Exercise description.
Please write out the data exactly, line by line.

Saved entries

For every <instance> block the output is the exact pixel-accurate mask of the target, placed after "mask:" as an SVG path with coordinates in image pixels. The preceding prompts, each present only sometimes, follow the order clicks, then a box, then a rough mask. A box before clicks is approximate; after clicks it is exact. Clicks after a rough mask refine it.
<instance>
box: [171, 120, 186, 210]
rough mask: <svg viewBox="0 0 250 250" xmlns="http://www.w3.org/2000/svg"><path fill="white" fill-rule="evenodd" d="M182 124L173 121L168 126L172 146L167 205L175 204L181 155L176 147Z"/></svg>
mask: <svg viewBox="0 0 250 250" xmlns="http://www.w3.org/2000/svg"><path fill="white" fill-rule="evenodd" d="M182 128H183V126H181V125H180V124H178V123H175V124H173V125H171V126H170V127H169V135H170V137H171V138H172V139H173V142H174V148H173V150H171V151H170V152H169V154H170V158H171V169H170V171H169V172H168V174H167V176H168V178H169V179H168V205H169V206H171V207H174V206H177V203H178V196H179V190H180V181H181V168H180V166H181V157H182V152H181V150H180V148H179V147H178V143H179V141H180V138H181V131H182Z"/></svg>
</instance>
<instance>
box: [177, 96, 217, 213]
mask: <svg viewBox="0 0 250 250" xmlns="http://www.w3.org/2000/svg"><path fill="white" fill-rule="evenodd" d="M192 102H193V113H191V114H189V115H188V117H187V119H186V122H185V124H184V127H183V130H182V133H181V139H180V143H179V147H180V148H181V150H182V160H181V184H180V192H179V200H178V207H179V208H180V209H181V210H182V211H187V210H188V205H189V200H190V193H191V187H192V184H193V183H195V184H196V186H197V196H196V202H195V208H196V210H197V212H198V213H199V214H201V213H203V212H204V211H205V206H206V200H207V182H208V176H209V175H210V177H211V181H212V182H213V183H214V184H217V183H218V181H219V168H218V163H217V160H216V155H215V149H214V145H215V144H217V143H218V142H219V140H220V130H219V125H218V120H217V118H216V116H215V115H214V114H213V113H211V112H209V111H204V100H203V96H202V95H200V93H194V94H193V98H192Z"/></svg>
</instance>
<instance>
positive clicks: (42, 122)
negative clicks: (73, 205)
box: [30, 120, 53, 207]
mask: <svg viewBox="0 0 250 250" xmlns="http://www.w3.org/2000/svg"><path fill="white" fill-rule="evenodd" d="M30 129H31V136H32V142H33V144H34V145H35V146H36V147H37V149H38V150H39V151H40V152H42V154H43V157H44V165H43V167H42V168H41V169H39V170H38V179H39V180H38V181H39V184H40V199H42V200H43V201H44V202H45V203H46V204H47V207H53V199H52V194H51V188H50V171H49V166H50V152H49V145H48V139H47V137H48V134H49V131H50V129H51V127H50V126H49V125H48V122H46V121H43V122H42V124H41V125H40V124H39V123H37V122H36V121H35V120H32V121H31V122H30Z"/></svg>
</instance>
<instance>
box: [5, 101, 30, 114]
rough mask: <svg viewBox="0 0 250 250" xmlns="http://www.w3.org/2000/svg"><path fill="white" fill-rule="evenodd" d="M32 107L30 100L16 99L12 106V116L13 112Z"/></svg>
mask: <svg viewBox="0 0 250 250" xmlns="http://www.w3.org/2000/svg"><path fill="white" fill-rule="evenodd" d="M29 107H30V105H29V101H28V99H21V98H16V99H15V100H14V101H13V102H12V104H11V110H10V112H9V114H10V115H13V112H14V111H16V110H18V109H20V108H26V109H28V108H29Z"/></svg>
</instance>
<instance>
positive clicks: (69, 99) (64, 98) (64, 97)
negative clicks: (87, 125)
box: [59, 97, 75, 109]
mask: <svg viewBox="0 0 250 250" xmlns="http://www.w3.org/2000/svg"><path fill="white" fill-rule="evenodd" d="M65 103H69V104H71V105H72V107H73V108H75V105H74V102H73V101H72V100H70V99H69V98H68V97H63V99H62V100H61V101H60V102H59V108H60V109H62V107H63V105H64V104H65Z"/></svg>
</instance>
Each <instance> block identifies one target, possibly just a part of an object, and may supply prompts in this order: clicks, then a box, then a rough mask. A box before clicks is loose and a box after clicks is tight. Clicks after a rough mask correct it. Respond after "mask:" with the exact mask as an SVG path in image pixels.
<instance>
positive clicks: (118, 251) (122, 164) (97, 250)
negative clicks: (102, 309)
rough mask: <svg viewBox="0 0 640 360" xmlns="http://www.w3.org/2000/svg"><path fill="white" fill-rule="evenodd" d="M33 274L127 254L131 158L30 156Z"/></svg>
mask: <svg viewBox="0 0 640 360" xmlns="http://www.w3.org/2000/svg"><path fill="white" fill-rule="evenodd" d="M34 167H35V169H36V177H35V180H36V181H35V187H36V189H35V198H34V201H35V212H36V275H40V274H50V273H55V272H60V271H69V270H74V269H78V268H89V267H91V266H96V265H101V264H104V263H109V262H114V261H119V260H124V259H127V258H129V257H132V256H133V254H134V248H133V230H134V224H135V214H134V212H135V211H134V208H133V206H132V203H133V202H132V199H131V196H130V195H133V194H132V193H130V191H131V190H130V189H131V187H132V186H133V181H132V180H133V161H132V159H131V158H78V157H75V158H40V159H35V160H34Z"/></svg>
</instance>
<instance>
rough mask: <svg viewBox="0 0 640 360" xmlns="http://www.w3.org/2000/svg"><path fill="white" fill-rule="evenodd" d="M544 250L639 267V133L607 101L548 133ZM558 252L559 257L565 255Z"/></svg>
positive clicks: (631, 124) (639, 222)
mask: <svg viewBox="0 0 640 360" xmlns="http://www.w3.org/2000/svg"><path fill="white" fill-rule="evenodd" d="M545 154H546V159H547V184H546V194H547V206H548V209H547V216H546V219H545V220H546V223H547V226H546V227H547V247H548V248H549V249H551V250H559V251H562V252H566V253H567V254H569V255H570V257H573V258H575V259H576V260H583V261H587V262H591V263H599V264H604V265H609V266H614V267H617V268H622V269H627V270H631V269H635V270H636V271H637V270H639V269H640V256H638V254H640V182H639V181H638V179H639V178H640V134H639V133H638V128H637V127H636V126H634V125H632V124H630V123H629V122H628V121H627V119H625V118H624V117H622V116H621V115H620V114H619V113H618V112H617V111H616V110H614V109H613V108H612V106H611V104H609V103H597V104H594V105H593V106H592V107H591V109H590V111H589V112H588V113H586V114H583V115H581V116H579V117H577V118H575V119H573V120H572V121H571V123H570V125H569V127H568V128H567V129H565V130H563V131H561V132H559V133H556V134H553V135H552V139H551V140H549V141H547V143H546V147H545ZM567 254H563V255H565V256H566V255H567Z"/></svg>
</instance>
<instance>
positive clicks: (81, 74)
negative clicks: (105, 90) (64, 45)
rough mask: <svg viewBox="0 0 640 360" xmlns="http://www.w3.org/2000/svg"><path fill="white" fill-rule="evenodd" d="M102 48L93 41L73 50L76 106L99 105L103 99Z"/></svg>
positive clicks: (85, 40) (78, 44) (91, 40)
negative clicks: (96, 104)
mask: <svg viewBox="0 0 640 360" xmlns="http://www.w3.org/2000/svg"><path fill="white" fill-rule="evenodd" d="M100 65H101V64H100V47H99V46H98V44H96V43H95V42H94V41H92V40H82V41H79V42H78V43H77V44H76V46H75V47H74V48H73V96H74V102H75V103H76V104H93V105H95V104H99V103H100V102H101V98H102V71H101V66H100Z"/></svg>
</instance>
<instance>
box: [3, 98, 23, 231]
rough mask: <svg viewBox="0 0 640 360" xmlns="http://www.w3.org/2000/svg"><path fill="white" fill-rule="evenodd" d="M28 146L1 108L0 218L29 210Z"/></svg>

Solution for this problem.
For every <instance> block the output is the exact pixel-accurate mask of the target, placed after "mask:" as an SVG path with coordinates in image pixels. The preceding prompts, each present only sometimes, follow the order clicks, then a box, then a rough mask. A box before clicks is approximate; after clicks it is exact. Clicks after a rough mask refine it.
<instance>
box: [171, 120, 186, 210]
rough mask: <svg viewBox="0 0 250 250" xmlns="http://www.w3.org/2000/svg"><path fill="white" fill-rule="evenodd" d="M182 124L173 121L168 126L172 146L167 205L175 204L181 155L176 147Z"/></svg>
mask: <svg viewBox="0 0 250 250" xmlns="http://www.w3.org/2000/svg"><path fill="white" fill-rule="evenodd" d="M182 128H183V126H181V125H180V124H178V123H175V124H173V125H171V126H170V127H169V135H170V137H171V138H172V139H173V142H174V148H173V150H171V151H170V152H169V154H170V158H171V169H170V171H169V172H168V174H167V176H168V178H169V179H168V205H169V206H171V207H174V206H177V203H178V196H179V190H180V181H181V168H180V166H181V157H182V152H181V150H180V148H179V147H178V143H179V141H180V138H181V131H182Z"/></svg>
</instance>
<instance>
box: [177, 96, 217, 213]
mask: <svg viewBox="0 0 250 250" xmlns="http://www.w3.org/2000/svg"><path fill="white" fill-rule="evenodd" d="M192 102H193V113H191V114H189V115H188V117H187V119H186V122H185V124H184V127H183V130H182V133H181V139H180V143H179V147H180V148H181V150H182V160H181V184H180V192H179V200H178V207H179V208H180V209H181V210H182V211H187V210H188V205H189V200H190V193H191V187H192V184H193V183H195V184H196V186H197V196H196V202H195V208H196V210H197V212H198V213H199V214H201V213H203V212H204V211H205V206H206V200H207V182H208V176H209V175H210V177H211V181H212V182H213V183H214V184H217V183H218V181H219V168H218V163H217V160H216V155H215V149H214V145H215V144H217V143H218V142H219V140H220V130H219V125H218V120H217V118H216V116H215V115H214V114H213V113H211V112H209V111H204V100H203V96H202V95H200V93H194V94H193V98H192Z"/></svg>
</instance>
<instance>
positive clicks: (42, 122)
negative clicks: (73, 205)
box: [30, 120, 53, 207]
mask: <svg viewBox="0 0 250 250" xmlns="http://www.w3.org/2000/svg"><path fill="white" fill-rule="evenodd" d="M30 129H31V136H32V142H33V144H34V145H35V146H36V147H37V149H38V150H39V151H40V152H42V154H43V157H44V165H43V167H42V168H41V169H39V170H38V179H39V180H38V181H39V184H40V199H42V200H43V201H44V202H45V203H46V204H47V207H53V199H52V194H51V188H50V171H49V166H50V152H49V145H48V139H47V137H48V134H49V131H50V129H51V127H50V126H49V125H48V122H46V121H43V122H42V124H41V125H40V124H39V123H37V122H36V121H35V120H32V121H31V122H30Z"/></svg>
</instance>
<instance>
box: [5, 101, 30, 114]
rough mask: <svg viewBox="0 0 250 250" xmlns="http://www.w3.org/2000/svg"><path fill="white" fill-rule="evenodd" d="M32 107L30 100L16 99L12 106V116L13 112Z"/></svg>
mask: <svg viewBox="0 0 250 250" xmlns="http://www.w3.org/2000/svg"><path fill="white" fill-rule="evenodd" d="M29 107H30V105H29V101H28V99H21V98H16V99H15V100H14V101H13V102H12V104H11V110H10V112H9V114H10V115H13V112H14V111H16V110H18V109H20V108H26V109H28V108H29Z"/></svg>
</instance>
<instance>
positive clicks: (69, 99) (64, 98) (64, 97)
negative clicks: (87, 125)
box: [59, 97, 75, 109]
mask: <svg viewBox="0 0 250 250" xmlns="http://www.w3.org/2000/svg"><path fill="white" fill-rule="evenodd" d="M65 103H69V104H71V105H72V107H73V108H75V105H74V102H73V101H72V100H70V99H69V98H68V97H63V99H62V100H61V101H60V102H59V108H60V109H62V107H63V105H64V104H65Z"/></svg>
</instance>
Each <instance> block identifies one target, possibly just a part of an object, and may supply prompts in this order: clicks, then a box, then a rough mask. A box before clicks is loose and a box after clicks is tight. Clicks after a rough mask correct it. Respond after "mask:" with the exact mask as an SVG path in image pixels.
<instance>
positive clicks: (118, 251) (122, 164) (97, 250)
negative clicks: (102, 309)
rough mask: <svg viewBox="0 0 640 360" xmlns="http://www.w3.org/2000/svg"><path fill="white" fill-rule="evenodd" d="M33 274L127 254L131 158L30 156Z"/></svg>
mask: <svg viewBox="0 0 640 360" xmlns="http://www.w3.org/2000/svg"><path fill="white" fill-rule="evenodd" d="M34 167H35V169H36V177H35V180H36V181H35V187H36V189H35V198H34V201H35V212H36V275H40V274H50V273H55V272H60V271H69V270H74V269H78V268H89V267H91V266H96V265H101V264H104V263H109V262H114V261H119V260H124V259H127V258H129V257H132V256H133V254H134V248H133V230H134V224H135V214H134V212H135V211H134V208H133V206H132V203H133V202H132V199H131V196H130V195H133V194H132V193H130V191H131V190H130V189H131V187H132V186H133V181H132V180H133V161H132V159H131V158H78V157H75V158H40V159H35V160H34Z"/></svg>
</instance>
<instance>
rough mask: <svg viewBox="0 0 640 360" xmlns="http://www.w3.org/2000/svg"><path fill="white" fill-rule="evenodd" d="M544 250L639 267V133L607 101L548 133ZM558 252L559 257L565 255Z"/></svg>
positive clicks: (631, 124) (639, 222)
mask: <svg viewBox="0 0 640 360" xmlns="http://www.w3.org/2000/svg"><path fill="white" fill-rule="evenodd" d="M545 154H546V159H547V184H546V194H547V206H548V209H547V216H546V219H545V220H546V223H547V226H546V227H547V247H548V248H549V249H551V250H559V251H562V252H566V253H567V254H569V255H570V257H573V258H575V259H576V260H583V261H587V262H591V263H599V264H604V265H609V266H614V267H617V268H622V269H627V270H631V269H635V270H636V271H637V270H639V269H640V256H638V254H640V182H639V181H638V179H639V178H640V134H639V133H638V128H637V127H636V126H634V125H632V124H630V123H629V122H628V121H627V119H625V118H624V117H622V116H621V115H620V114H619V113H618V112H617V111H616V110H614V109H613V108H612V106H611V104H609V103H597V104H594V105H593V106H592V107H591V109H590V111H589V112H588V113H586V114H583V115H581V116H579V117H577V118H575V119H573V120H572V121H571V123H570V125H569V127H568V128H567V129H565V130H563V131H561V132H559V133H556V134H553V135H552V139H551V140H549V141H547V143H546V147H545ZM567 254H563V255H565V256H566V255H567Z"/></svg>
</instance>
<instance>
positive clicks: (81, 74)
negative clicks: (105, 90) (64, 45)
rough mask: <svg viewBox="0 0 640 360" xmlns="http://www.w3.org/2000/svg"><path fill="white" fill-rule="evenodd" d="M102 48L93 41L73 50L76 106L99 105L103 99Z"/></svg>
positive clicks: (85, 40) (78, 44) (91, 40)
negative clicks: (96, 104)
mask: <svg viewBox="0 0 640 360" xmlns="http://www.w3.org/2000/svg"><path fill="white" fill-rule="evenodd" d="M100 65H101V64H100V47H99V46H98V44H96V43H95V42H94V41H92V40H82V41H79V42H78V43H77V44H76V46H75V47H74V48H73V96H74V102H75V103H76V104H93V105H95V104H99V103H100V102H101V98H102V71H101V66H100Z"/></svg>
</instance>
<instance>
box: [3, 98, 23, 231]
rough mask: <svg viewBox="0 0 640 360" xmlns="http://www.w3.org/2000/svg"><path fill="white" fill-rule="evenodd" d="M28 146L1 108L0 218L29 210Z"/></svg>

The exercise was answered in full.